[WHAT THE EXERCISE ASKS]:
Can you filter the entries below and copy every line that contains the word "Would"?

[AVAILABLE DATA]:
↓

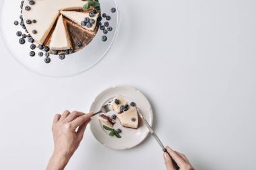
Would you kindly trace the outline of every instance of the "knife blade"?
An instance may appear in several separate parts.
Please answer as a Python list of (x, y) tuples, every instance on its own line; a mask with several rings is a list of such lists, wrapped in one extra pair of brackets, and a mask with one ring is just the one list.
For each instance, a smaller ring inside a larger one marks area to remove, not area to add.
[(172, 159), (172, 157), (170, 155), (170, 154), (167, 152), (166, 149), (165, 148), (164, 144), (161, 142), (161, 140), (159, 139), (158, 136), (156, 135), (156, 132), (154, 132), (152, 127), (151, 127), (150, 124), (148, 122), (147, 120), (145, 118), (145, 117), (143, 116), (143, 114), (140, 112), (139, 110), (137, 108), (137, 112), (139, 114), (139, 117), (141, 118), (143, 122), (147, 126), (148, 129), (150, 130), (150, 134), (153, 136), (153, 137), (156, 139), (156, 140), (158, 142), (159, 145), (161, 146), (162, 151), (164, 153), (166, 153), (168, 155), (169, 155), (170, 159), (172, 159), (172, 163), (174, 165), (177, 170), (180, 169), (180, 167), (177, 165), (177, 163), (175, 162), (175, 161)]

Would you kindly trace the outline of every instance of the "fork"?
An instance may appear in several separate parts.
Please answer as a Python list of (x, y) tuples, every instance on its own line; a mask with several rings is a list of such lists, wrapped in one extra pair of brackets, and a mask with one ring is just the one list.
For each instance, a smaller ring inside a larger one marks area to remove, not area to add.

↑
↓

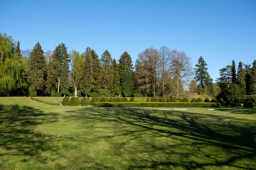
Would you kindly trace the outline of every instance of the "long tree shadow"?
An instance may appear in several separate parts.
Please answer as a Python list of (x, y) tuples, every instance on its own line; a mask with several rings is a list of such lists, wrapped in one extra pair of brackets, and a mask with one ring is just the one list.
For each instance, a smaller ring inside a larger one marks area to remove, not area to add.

↑

[WRITTEN SOLUTION]:
Would you kindly trace the outline of every instance of the "knife blade"?
Would you kindly trace the outline of every instance of the "fork"?
Would you kindly trace the outline of every instance of the "long tree shadow"?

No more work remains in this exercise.